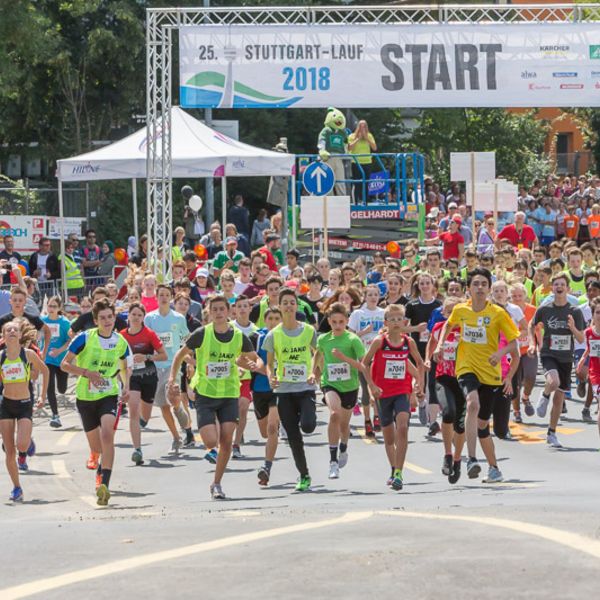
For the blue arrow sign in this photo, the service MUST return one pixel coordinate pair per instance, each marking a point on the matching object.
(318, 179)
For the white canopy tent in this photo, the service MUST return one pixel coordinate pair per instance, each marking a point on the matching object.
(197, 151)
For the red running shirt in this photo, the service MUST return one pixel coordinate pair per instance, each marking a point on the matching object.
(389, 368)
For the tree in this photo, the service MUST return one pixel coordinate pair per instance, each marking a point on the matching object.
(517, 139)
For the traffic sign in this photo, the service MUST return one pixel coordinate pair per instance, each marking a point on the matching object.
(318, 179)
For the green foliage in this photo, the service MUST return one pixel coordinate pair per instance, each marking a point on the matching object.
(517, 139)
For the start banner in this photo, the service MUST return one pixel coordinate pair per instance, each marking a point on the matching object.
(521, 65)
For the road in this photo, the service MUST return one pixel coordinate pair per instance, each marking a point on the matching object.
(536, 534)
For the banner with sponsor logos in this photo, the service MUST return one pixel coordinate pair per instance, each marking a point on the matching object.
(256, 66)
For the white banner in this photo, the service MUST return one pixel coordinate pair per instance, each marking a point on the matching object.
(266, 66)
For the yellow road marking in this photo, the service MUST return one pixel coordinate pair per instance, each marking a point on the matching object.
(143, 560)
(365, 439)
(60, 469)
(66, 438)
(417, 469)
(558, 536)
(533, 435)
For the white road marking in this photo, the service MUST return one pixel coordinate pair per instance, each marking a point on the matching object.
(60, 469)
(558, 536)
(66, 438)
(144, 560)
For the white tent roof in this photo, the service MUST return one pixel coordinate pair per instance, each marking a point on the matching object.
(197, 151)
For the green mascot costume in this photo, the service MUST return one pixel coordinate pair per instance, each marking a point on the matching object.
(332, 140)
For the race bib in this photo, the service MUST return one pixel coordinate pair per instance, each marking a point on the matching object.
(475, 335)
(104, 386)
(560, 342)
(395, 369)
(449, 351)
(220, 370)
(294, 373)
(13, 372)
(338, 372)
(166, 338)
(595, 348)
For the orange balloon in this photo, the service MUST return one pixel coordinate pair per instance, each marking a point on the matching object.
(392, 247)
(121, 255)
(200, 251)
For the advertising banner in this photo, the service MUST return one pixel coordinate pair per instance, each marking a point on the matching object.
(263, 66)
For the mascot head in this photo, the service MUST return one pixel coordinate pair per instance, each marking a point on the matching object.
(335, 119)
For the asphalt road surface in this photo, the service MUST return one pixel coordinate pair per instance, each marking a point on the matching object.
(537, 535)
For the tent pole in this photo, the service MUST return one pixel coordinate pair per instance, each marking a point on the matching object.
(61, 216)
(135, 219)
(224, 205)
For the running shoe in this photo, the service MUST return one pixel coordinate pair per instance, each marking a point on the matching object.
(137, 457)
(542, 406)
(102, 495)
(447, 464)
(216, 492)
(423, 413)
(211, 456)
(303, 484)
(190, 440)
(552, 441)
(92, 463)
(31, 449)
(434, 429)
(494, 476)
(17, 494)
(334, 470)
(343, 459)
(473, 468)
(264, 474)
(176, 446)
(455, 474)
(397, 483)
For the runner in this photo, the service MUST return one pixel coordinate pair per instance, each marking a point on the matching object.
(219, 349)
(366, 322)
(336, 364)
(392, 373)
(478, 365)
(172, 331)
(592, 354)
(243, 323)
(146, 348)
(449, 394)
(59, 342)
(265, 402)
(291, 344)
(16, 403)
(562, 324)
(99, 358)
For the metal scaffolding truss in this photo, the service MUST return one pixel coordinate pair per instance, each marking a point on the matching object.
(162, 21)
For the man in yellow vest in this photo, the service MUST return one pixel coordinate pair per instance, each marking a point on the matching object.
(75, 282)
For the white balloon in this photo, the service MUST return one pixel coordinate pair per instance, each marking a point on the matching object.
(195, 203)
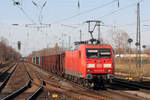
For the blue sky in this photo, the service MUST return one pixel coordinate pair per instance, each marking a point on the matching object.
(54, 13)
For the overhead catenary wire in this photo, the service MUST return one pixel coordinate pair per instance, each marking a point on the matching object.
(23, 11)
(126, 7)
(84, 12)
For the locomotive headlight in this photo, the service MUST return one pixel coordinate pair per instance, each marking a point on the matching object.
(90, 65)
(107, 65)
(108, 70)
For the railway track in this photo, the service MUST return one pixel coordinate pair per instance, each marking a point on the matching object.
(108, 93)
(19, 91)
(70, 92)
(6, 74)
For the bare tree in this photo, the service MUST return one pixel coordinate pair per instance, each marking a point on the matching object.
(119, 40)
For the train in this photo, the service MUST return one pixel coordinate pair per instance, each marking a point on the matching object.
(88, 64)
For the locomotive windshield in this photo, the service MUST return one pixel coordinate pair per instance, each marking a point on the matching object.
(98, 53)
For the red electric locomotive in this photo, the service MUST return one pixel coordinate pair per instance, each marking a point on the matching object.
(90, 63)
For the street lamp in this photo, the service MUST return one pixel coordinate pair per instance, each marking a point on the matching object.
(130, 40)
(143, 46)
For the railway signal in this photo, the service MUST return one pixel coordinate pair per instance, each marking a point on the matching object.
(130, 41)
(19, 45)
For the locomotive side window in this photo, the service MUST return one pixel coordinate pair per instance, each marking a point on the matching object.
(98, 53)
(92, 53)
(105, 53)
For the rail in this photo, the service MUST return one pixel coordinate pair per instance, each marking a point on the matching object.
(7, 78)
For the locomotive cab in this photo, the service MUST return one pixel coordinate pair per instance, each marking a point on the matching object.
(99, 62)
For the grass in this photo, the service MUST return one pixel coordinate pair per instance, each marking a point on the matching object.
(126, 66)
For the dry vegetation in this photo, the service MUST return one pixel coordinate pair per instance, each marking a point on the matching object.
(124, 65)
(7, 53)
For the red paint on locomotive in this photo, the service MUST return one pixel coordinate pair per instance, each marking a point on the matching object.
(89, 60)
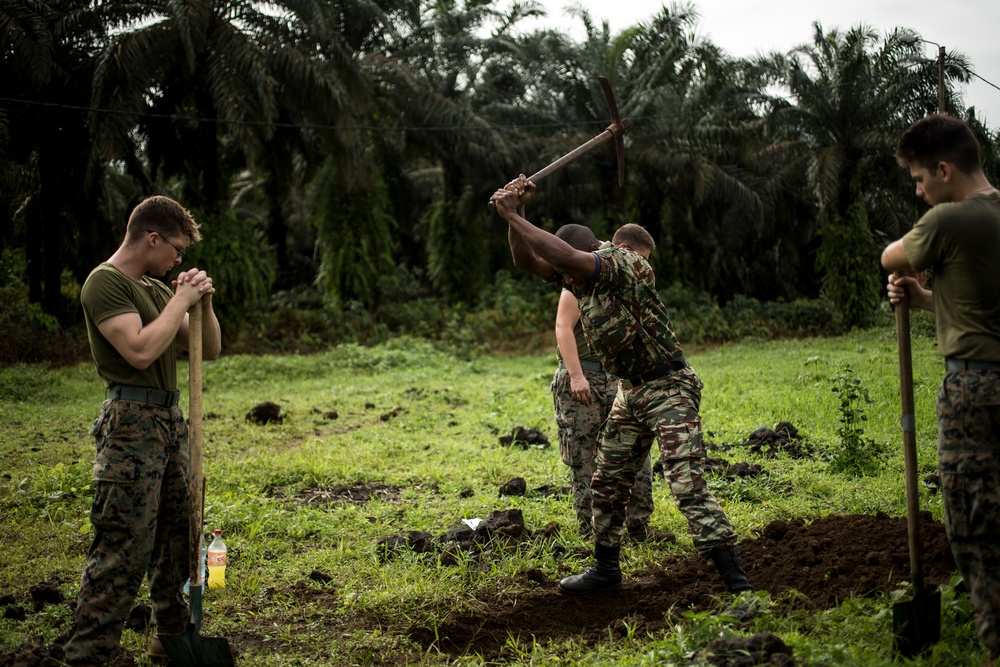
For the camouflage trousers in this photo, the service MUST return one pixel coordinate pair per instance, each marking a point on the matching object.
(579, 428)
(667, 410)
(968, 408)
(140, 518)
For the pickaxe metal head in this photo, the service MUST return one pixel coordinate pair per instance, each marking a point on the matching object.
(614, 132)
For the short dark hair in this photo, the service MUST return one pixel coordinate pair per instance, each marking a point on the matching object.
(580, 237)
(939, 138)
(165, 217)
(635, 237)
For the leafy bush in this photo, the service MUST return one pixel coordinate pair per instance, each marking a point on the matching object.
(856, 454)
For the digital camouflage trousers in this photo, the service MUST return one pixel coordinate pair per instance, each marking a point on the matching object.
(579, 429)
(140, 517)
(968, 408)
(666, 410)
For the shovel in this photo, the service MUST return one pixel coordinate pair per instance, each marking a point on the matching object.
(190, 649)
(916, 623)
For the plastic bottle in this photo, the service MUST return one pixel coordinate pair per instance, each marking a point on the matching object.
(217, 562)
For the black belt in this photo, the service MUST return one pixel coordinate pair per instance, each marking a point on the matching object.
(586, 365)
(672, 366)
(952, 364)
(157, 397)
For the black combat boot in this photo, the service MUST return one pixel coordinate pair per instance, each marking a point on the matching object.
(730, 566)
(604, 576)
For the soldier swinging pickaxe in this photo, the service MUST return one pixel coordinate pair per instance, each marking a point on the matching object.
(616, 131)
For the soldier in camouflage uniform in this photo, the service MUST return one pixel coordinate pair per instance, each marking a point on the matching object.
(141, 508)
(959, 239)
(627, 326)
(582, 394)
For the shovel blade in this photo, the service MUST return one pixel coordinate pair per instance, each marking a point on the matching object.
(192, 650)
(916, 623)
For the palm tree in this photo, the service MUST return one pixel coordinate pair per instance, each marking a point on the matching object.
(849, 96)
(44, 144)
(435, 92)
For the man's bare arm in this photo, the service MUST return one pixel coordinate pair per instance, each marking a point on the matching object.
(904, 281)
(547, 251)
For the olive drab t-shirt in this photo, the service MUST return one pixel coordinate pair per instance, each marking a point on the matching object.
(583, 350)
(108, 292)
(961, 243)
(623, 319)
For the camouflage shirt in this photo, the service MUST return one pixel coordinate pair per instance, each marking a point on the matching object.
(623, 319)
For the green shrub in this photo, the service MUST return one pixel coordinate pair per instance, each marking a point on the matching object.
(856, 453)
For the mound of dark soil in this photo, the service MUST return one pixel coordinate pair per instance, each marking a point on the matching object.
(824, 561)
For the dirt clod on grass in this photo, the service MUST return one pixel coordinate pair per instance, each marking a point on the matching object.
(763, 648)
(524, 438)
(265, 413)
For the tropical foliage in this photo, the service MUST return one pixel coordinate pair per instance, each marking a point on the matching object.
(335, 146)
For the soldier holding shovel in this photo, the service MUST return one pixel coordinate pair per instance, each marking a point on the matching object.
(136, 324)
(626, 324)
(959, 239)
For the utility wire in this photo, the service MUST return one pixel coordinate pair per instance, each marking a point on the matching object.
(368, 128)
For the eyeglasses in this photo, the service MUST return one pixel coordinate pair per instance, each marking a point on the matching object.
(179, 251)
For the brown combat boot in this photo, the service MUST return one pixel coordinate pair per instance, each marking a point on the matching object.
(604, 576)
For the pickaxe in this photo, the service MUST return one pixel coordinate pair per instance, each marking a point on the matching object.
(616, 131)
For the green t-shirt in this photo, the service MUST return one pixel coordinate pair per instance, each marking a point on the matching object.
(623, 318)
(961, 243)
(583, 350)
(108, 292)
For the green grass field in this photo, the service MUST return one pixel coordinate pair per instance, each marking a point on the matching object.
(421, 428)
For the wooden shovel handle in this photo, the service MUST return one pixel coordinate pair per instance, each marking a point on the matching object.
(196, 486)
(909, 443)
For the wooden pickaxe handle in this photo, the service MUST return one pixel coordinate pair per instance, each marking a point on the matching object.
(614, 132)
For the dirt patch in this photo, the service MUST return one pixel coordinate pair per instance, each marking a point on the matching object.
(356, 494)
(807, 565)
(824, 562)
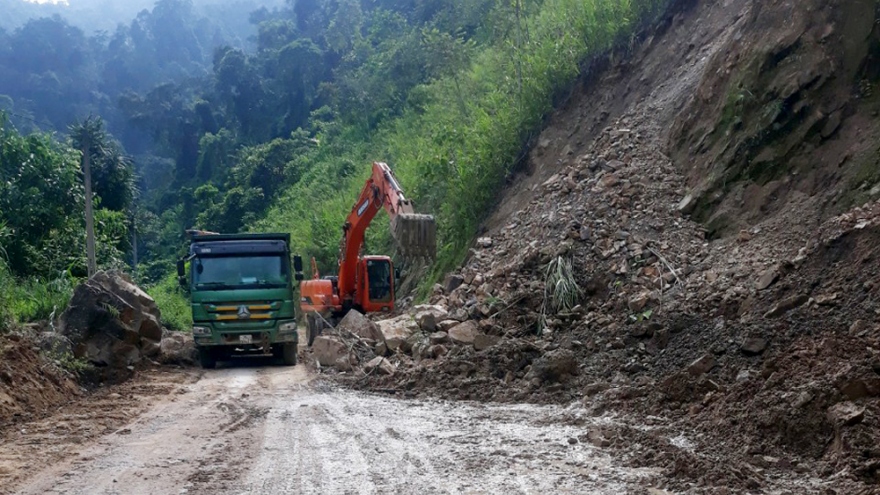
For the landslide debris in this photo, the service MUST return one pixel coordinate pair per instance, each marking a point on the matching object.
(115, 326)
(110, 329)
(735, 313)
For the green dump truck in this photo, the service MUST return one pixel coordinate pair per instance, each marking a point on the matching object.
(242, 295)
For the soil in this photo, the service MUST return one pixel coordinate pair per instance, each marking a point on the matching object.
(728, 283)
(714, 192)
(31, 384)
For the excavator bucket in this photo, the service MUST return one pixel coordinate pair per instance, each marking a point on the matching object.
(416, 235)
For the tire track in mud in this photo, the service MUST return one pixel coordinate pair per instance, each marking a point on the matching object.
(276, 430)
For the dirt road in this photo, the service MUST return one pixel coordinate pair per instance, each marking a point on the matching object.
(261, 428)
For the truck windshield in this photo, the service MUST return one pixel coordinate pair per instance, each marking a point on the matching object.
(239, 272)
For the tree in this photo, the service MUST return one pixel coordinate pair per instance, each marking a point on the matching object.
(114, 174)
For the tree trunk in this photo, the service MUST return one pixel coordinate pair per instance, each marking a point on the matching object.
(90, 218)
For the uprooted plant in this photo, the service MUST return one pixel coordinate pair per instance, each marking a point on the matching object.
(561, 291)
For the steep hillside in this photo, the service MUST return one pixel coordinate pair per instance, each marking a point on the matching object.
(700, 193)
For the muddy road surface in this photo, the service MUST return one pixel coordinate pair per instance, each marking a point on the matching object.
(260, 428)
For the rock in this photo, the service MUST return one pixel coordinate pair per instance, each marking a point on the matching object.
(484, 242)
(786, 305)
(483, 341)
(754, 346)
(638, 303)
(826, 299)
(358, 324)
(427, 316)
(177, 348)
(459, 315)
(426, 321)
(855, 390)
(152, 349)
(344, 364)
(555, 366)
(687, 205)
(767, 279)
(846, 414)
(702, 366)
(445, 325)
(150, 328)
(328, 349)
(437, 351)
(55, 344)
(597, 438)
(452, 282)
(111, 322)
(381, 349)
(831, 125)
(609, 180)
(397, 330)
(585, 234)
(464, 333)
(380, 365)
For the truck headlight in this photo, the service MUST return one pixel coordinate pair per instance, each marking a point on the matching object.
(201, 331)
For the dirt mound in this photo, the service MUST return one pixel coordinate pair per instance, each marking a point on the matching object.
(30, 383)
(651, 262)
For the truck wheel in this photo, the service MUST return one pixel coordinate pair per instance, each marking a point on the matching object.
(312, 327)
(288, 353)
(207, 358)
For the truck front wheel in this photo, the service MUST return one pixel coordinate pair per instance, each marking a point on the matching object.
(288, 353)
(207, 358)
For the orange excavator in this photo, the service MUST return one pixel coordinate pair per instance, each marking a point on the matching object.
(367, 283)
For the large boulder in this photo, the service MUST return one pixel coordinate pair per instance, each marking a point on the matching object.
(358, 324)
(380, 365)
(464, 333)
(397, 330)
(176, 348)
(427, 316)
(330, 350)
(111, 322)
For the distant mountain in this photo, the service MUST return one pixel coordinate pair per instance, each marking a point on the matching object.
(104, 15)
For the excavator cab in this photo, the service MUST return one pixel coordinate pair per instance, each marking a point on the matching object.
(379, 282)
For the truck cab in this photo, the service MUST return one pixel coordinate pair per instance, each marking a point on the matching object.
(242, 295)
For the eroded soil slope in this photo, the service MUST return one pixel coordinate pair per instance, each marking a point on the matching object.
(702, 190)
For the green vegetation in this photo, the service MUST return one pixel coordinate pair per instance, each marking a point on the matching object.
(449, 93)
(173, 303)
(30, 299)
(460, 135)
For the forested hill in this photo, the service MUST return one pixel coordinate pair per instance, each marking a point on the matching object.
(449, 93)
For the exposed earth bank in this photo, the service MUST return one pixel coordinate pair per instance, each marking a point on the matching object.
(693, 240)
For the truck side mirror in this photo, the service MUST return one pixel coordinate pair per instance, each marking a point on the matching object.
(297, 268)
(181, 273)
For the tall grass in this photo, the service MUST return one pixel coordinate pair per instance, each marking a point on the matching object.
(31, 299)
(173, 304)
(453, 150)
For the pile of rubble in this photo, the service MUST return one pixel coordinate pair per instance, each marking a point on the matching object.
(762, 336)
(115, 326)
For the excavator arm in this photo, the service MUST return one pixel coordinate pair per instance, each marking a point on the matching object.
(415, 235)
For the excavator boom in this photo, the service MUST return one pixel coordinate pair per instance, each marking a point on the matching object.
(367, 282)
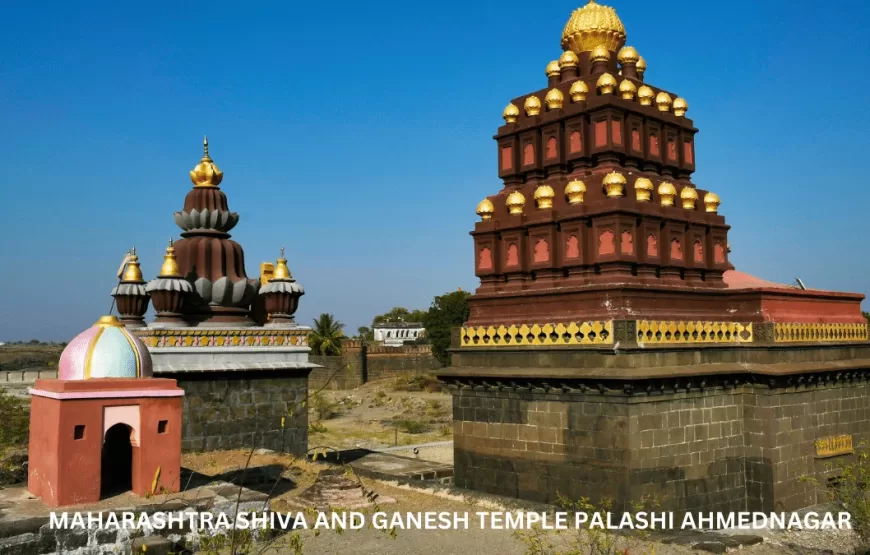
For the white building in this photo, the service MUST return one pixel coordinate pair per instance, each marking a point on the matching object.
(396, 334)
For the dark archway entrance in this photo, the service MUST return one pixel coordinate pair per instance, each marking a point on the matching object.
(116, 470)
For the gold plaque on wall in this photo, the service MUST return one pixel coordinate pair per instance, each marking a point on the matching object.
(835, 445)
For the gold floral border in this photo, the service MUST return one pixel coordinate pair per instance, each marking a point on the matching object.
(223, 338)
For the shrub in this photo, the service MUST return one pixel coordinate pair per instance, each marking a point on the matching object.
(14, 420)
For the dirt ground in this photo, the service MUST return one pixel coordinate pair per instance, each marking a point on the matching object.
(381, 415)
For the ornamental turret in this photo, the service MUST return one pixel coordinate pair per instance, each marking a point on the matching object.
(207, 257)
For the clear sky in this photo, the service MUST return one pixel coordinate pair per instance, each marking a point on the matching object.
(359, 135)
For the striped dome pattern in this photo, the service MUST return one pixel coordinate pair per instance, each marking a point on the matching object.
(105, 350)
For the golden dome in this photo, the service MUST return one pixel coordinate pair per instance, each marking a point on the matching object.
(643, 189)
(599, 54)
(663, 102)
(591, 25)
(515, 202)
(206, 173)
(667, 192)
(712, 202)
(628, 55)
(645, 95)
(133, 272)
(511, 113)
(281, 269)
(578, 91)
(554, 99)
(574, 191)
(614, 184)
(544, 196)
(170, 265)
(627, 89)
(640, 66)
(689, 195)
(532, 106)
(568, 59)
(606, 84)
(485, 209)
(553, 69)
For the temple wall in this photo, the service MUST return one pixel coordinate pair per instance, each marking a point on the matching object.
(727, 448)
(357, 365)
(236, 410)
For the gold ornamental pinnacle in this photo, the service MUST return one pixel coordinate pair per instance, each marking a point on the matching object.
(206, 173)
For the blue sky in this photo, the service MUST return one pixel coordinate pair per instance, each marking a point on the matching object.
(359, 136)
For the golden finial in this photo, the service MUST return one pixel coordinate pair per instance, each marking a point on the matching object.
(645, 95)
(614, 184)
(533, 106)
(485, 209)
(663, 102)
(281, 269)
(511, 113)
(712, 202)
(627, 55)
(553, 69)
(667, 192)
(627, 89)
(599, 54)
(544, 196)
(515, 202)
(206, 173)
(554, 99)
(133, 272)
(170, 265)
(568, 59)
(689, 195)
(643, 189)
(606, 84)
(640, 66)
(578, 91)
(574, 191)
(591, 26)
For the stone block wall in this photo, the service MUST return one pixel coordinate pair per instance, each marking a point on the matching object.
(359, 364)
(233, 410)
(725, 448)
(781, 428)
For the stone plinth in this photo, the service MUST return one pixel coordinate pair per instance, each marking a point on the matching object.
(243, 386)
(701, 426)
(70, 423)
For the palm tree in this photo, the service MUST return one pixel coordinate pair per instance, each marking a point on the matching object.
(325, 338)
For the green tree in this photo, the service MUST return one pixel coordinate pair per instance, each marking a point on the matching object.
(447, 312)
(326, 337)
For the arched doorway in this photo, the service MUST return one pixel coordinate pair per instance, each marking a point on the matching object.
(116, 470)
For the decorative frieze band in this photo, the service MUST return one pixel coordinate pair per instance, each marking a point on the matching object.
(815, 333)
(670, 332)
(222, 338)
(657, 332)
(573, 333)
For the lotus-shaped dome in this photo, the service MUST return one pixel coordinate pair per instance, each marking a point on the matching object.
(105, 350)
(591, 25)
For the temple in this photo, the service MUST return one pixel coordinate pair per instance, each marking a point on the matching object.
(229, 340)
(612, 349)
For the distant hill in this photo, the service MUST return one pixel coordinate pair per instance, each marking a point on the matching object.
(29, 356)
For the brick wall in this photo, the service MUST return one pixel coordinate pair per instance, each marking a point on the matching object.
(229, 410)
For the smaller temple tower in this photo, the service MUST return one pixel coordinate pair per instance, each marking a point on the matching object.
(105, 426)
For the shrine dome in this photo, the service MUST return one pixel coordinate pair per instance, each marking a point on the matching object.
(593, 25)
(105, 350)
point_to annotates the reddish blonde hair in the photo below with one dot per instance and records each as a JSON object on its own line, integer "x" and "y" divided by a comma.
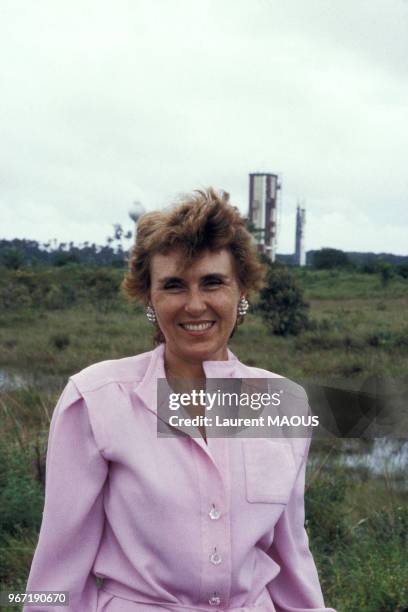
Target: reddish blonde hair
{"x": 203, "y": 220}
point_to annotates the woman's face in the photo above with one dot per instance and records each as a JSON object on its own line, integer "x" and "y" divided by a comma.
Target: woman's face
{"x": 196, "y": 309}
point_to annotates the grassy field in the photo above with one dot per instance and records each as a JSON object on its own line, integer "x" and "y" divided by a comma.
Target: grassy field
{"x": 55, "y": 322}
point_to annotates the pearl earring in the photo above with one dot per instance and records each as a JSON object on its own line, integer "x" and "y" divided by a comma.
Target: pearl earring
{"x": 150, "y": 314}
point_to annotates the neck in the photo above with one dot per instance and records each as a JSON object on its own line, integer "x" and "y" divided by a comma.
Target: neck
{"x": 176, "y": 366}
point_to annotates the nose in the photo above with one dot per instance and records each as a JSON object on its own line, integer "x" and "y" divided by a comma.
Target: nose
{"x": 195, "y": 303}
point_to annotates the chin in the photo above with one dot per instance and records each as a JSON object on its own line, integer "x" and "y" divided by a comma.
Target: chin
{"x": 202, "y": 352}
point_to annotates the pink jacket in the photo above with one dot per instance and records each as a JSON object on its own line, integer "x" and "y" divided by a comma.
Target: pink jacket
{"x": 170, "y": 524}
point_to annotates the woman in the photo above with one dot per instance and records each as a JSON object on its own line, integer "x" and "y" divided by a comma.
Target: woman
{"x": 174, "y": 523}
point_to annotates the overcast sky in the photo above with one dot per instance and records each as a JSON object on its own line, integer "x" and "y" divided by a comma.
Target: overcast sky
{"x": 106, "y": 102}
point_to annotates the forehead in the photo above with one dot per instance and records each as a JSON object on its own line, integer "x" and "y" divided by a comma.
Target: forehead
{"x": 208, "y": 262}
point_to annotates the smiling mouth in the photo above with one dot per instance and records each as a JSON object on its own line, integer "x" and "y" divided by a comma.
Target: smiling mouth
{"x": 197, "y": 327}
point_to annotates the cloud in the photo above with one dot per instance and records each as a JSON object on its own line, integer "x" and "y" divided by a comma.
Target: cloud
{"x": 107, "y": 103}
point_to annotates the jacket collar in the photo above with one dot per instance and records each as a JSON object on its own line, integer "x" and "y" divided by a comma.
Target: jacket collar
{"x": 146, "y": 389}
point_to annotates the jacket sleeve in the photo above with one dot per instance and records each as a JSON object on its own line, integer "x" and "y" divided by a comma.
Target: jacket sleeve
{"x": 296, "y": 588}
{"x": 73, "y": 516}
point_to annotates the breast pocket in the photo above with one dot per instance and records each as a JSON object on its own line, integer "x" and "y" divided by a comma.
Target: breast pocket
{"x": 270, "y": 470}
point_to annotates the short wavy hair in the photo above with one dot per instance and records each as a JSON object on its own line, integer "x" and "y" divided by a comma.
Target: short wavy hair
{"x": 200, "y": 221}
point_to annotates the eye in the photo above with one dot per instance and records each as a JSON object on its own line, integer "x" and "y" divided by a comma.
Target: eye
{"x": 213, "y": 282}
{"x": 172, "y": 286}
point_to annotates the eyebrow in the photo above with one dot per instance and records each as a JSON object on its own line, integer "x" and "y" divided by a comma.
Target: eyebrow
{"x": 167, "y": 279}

□ □ □ □ □

* EXERCISE OBJECTIVE *
Output an exact copy of the lines beginning at the one that holds "point_to annotates the jacket sleeve" and running through the final line of the records.

* RESPONSE FOR THIS EXERCISE *
point_to annotates the jacket sleeve in the photo above with one dot per instance and records each as a JSON object on its own line, integer "x" and "y" divided by a comma.
Target: jacket sleeve
{"x": 296, "y": 588}
{"x": 73, "y": 516}
point_to annotates the breast pocket in the photo above with one dot per instance and records each as a JSON object on its own line, integer "x" and "y" divided by a comma.
Target: breast pocket
{"x": 270, "y": 470}
point_to annotates the short wavy hair in the photo above with one dot per instance and records each as a JSON object on its own line, integer "x" and "y" divided by a comma.
Target: short wavy hair
{"x": 200, "y": 221}
point_to annotates the eye in the photo above with one dot per instance and records each as a JSON object on its own line, integer "x" and "y" divided by a comma.
Target: eye
{"x": 213, "y": 282}
{"x": 172, "y": 286}
point_to annotates the eyebrow in the photo above with one dot per instance and records each as a JSON object on its own line, integer "x" and "y" divided by a comma.
Target: eyebrow
{"x": 167, "y": 279}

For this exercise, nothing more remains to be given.